[Input records]:

BEGIN

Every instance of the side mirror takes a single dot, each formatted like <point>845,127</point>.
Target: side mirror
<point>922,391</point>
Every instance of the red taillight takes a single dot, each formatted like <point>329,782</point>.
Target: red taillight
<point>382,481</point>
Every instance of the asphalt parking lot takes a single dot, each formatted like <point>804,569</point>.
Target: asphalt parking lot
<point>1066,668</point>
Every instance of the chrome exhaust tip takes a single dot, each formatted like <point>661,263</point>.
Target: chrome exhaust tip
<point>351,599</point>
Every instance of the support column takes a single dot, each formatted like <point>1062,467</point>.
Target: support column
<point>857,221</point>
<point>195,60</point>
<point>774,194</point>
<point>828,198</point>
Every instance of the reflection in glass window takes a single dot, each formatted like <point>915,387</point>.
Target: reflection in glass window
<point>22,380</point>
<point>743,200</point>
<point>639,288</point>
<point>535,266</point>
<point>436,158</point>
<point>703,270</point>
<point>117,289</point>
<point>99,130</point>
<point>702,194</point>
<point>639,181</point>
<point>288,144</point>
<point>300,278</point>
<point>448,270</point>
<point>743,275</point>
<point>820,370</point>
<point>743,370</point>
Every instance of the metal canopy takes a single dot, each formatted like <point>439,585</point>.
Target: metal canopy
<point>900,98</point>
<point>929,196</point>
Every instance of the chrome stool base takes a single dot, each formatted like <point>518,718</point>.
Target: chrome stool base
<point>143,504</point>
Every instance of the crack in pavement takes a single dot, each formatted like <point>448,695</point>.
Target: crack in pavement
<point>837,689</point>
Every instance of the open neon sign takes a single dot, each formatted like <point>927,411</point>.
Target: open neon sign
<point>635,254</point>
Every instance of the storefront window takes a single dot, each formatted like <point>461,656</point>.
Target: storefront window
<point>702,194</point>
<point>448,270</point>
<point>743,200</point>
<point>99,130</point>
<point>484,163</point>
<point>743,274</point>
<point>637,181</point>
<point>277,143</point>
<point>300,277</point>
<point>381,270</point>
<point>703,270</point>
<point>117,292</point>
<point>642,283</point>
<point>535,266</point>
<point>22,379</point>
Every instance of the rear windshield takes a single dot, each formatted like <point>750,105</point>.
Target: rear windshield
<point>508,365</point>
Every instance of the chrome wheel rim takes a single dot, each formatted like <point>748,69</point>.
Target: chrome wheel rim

END

[What you should do]: The answer should hold exactly the lines running from the one with "Every instance of the rear" to the final line of the data, both ends counted.

[Answer section]:
Every instance of the rear windshield takes a single dot, each formatted like <point>750,105</point>.
Target: rear windshield
<point>508,365</point>
Every instance of the chrome wheel rim takes a single dot, each formatted like <point>748,69</point>.
Target: chrome wheel rim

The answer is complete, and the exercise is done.